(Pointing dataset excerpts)
_ _ _
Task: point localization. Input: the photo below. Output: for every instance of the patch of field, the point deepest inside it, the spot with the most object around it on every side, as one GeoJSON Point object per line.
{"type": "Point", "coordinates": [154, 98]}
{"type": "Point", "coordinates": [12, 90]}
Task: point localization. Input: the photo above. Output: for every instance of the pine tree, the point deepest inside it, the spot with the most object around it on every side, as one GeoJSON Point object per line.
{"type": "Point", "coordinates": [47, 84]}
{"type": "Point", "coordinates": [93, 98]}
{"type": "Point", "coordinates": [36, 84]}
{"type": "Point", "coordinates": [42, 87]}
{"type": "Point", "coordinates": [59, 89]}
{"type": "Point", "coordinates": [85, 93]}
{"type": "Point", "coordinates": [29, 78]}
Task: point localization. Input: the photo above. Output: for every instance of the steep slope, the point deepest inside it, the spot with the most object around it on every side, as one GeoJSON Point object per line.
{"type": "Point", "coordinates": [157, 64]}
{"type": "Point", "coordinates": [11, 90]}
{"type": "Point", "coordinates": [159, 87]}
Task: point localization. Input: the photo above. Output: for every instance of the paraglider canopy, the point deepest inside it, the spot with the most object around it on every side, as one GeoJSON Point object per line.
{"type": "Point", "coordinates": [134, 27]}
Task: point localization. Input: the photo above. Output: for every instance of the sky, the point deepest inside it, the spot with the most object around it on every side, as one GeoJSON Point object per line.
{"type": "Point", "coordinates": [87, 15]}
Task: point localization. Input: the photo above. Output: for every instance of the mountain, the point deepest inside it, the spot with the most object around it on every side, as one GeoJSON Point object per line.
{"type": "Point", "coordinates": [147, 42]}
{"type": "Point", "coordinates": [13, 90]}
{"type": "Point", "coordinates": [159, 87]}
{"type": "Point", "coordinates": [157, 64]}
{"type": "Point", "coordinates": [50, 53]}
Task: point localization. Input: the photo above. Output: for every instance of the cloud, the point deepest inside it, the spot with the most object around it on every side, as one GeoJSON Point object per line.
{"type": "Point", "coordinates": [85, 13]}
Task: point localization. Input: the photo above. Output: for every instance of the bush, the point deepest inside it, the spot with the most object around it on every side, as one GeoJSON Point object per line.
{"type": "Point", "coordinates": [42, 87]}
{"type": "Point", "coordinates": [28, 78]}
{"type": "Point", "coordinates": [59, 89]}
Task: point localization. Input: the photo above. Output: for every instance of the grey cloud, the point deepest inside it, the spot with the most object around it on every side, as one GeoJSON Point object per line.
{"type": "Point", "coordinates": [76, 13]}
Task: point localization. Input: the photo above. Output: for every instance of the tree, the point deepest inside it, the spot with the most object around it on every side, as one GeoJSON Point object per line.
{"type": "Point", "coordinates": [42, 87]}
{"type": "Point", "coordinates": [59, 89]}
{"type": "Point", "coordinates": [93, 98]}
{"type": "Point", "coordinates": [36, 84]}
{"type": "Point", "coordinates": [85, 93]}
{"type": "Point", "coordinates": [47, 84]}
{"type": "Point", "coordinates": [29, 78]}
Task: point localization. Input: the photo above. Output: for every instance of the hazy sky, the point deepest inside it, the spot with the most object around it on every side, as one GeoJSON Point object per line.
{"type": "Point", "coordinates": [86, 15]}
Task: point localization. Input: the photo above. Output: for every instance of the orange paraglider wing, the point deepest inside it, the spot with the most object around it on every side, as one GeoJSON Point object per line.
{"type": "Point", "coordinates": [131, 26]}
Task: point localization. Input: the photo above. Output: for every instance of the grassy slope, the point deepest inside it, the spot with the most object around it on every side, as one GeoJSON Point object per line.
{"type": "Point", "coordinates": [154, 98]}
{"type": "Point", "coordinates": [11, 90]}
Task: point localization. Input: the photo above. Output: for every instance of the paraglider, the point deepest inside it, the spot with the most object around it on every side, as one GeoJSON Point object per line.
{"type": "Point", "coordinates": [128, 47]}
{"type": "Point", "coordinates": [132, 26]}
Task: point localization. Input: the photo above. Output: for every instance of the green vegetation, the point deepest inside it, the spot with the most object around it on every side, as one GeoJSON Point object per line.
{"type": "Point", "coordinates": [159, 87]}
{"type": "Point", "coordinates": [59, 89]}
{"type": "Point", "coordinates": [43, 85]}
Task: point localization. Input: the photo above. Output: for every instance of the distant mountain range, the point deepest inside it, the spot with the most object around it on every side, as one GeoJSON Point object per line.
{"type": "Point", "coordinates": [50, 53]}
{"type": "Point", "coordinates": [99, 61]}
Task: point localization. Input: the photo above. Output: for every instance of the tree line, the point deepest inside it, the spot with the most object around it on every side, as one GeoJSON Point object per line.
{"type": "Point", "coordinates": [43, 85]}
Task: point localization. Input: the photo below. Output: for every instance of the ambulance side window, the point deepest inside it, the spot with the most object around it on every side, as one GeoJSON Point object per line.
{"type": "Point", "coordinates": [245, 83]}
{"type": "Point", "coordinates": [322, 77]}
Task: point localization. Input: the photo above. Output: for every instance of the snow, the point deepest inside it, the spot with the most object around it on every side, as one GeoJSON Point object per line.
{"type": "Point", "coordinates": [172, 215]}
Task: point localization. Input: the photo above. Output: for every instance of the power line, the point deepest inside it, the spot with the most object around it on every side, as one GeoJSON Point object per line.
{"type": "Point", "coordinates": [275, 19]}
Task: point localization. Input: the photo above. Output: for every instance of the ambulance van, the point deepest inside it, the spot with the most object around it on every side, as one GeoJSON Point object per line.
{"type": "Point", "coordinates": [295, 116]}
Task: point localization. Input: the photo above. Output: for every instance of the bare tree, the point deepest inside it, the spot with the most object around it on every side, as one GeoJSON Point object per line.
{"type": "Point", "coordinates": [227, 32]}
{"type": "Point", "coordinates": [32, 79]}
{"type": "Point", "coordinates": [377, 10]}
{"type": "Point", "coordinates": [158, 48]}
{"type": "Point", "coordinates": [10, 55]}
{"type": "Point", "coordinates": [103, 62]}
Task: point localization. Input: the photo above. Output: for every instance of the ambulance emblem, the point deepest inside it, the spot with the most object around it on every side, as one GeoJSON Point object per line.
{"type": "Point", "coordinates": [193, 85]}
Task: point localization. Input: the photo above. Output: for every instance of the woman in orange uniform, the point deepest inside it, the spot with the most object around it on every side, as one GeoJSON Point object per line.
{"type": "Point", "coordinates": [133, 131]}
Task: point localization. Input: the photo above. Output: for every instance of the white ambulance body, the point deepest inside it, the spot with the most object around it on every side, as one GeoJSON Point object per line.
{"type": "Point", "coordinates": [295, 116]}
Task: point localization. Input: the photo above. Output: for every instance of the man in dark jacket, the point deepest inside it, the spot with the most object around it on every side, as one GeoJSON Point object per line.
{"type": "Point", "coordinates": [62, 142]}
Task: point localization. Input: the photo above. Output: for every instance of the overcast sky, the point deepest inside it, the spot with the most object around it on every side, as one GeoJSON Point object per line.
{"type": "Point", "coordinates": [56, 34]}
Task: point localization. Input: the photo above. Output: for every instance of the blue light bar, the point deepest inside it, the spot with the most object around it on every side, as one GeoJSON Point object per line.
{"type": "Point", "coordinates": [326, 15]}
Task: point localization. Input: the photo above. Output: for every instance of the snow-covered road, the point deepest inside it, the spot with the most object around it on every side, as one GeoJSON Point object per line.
_ _ _
> **AIM**: All of the entries should be written out again exactly.

> **RESPONSE**:
Task: point localization. Input: the photo below. Output: for every instance of the patch of field, the point deepest inside it, the spot with the most object around it on every side, as one GeoJSON Point object per line.
{"type": "Point", "coordinates": [154, 98]}
{"type": "Point", "coordinates": [12, 90]}
Task: point localization. Input: the photo above. Output: for every instance of the pine tree, the point deepest inside it, the spot with the most object around it on every side, as one GeoJSON Point object per line.
{"type": "Point", "coordinates": [47, 84]}
{"type": "Point", "coordinates": [93, 98]}
{"type": "Point", "coordinates": [36, 84]}
{"type": "Point", "coordinates": [42, 87]}
{"type": "Point", "coordinates": [59, 89]}
{"type": "Point", "coordinates": [85, 93]}
{"type": "Point", "coordinates": [29, 78]}
Task: point localization. Input: the photo above. Output: for every instance of the steep slope, the point deepest inside it, the spot with the most object around it on every side, as one GeoJSON Point object per line.
{"type": "Point", "coordinates": [157, 64]}
{"type": "Point", "coordinates": [11, 90]}
{"type": "Point", "coordinates": [159, 87]}
Task: point localization. Input: the photo above. Output: for every instance of the paraglider canopy, the point deepest inside it, the spot with the most object around it on every side, as one GeoJSON Point object per line.
{"type": "Point", "coordinates": [134, 27]}
Task: point localization. Input: the photo above. Output: for every instance of the sky, the point deepest inside it, the spot with the most object around it on every side, as one GeoJSON Point object per line.
{"type": "Point", "coordinates": [87, 15]}
Task: point localization. Input: the photo above. Output: for every instance of the mountain, the point deepest inside it, the spot with the most object around it on every side, as one GeoJSON Point object per line.
{"type": "Point", "coordinates": [147, 42]}
{"type": "Point", "coordinates": [13, 90]}
{"type": "Point", "coordinates": [159, 87]}
{"type": "Point", "coordinates": [157, 64]}
{"type": "Point", "coordinates": [50, 53]}
Task: point localization. Input: the photo above. Output: for every instance of the cloud, the point deepest inside it, the spot with the most object around it on every side, as one GeoJSON Point object per line.
{"type": "Point", "coordinates": [85, 13]}
Task: point localization. Input: the photo above. Output: for every instance of the bush, the point deepest inside it, the spot with the most object around it on every side, as one GeoJSON Point object per line.
{"type": "Point", "coordinates": [42, 87]}
{"type": "Point", "coordinates": [28, 78]}
{"type": "Point", "coordinates": [59, 89]}
Task: point localization. Input: the photo above. Output: for every instance of the grey cloud, the point deepest inside it, the spot with the most object around it on every side, as one GeoJSON Point object per line.
{"type": "Point", "coordinates": [76, 13]}
Task: point localization. Input: the photo above. Output: for every instance of the tree, the point deepest inside it, the spot with the most object around it on every side, as one GeoJSON Point object per line.
{"type": "Point", "coordinates": [42, 87]}
{"type": "Point", "coordinates": [59, 89]}
{"type": "Point", "coordinates": [93, 98]}
{"type": "Point", "coordinates": [36, 84]}
{"type": "Point", "coordinates": [85, 93]}
{"type": "Point", "coordinates": [47, 84]}
{"type": "Point", "coordinates": [29, 78]}
Task: point localization. Input: the photo above. Output: for every instance of the hazy sky, the point deepest inside it, the spot with the most object around it on every side, as one GeoJSON Point object per line.
{"type": "Point", "coordinates": [86, 15]}
Task: point localization. Input: the photo above. Output: for every instance of the orange paraglider wing, the point deepest inside it, the spot with the most object around it on every side, as one GeoJSON Point object per line.
{"type": "Point", "coordinates": [131, 26]}
Task: point localization. Input: the photo above. Output: for every instance of the grassy slope, the point deepest inside it, the spot with the most object around it on every side, as one GeoJSON Point object per line.
{"type": "Point", "coordinates": [154, 98]}
{"type": "Point", "coordinates": [11, 90]}
Task: point localization. Input: the photo above. Output: for every instance of the paraglider, the point deepest inside it, the spot with the most object around it on every side, as one GeoJSON Point object per line.
{"type": "Point", "coordinates": [128, 47]}
{"type": "Point", "coordinates": [132, 26]}
Task: point localization. Input: the photo above. Output: for every instance of the green vegetation, the point deepest inside it, the spot with the most object around it on every side, as one GeoJSON Point object per line.
{"type": "Point", "coordinates": [159, 87]}
{"type": "Point", "coordinates": [59, 89]}
{"type": "Point", "coordinates": [43, 85]}
Task: point localization. Input: the photo above. Output: for every instance of the distant mountain range, the point deepest inside it, the spot with the most object around it on every side, as one GeoJSON Point object per line.
{"type": "Point", "coordinates": [50, 53]}
{"type": "Point", "coordinates": [99, 61]}
Task: point localization. Input: the photo above. Output: for every instance of the tree line, the point deepest inside it, the spot with the most object around it on every side, as one GeoJSON Point object per line.
{"type": "Point", "coordinates": [43, 85]}
Task: point localization. Input: the photo below. Output: for every instance of the ambulance side window, the point deepest inside it, the spot with the most object around it on every side, as one GeoJSON Point object per line.
{"type": "Point", "coordinates": [245, 83]}
{"type": "Point", "coordinates": [322, 77]}
Task: point localization. Input: the photo above. Output: for every instance of the snow, the point deepest inside it, the spot with the most object around it on every side, as one GeoJSON Point object per line.
{"type": "Point", "coordinates": [172, 215]}
Task: point localization. Input: the photo above. Output: for every instance of the power line, the point deepest inside it, the spot with the most object around it on every side, as one GeoJSON Point object per line.
{"type": "Point", "coordinates": [275, 19]}
Task: point localization. Input: the photo above. Output: for every instance of the ambulance van, the point deepest inside it, the spot with the most object around it on every side, as one GeoJSON Point object per line.
{"type": "Point", "coordinates": [295, 116]}
Task: point localization. Input: the photo above. Output: for every instance of the bare tree, the point deepest inside it, the spot with the most object around it on every side, as one GeoJSON Point object per line.
{"type": "Point", "coordinates": [227, 32]}
{"type": "Point", "coordinates": [32, 79]}
{"type": "Point", "coordinates": [377, 10]}
{"type": "Point", "coordinates": [158, 48]}
{"type": "Point", "coordinates": [10, 55]}
{"type": "Point", "coordinates": [103, 62]}
Task: point localization. Input: the photo above. Output: for every instance of the ambulance emblem, the point deepest inside it, the spot with the most object around it on every side, as one GeoJSON Point object per line.
{"type": "Point", "coordinates": [193, 85]}
Task: point localization. Input: the photo above. Output: for every instance of the woman in orange uniform, the point deepest inside it, the spot with the most object around it on every side, as one GeoJSON Point object per line.
{"type": "Point", "coordinates": [133, 131]}
Task: point localization. Input: the photo above. Output: for every instance of the white ambulance body, the point deepest inside it, the spot with the most object around it on every side, as one GeoJSON Point object per line.
{"type": "Point", "coordinates": [295, 116]}
Task: point localization. Input: the photo above. Output: for every instance of the man in dark jacket, the point deepest inside it, the spot with the most object around it on every side, as one GeoJSON Point object per line.
{"type": "Point", "coordinates": [62, 142]}
Task: point localization. Input: the photo above. Output: for every instance of the overcast sky, the point deepest inside it, the spot with the most object around it on every side, as one GeoJSON Point object per line.
{"type": "Point", "coordinates": [56, 34]}
Task: point localization. Input: the photo above. Output: for every instance of the blue light bar, the point deepest inside it, the spot with the most object around it on every side, as one GeoJSON Point object per line.
{"type": "Point", "coordinates": [326, 15]}
Task: point localization. Input: the photo above. Output: for every instance of the snow-covered road, the point deepest inside it, the spot with the most object around it on every side, as one GeoJSON Point object per line.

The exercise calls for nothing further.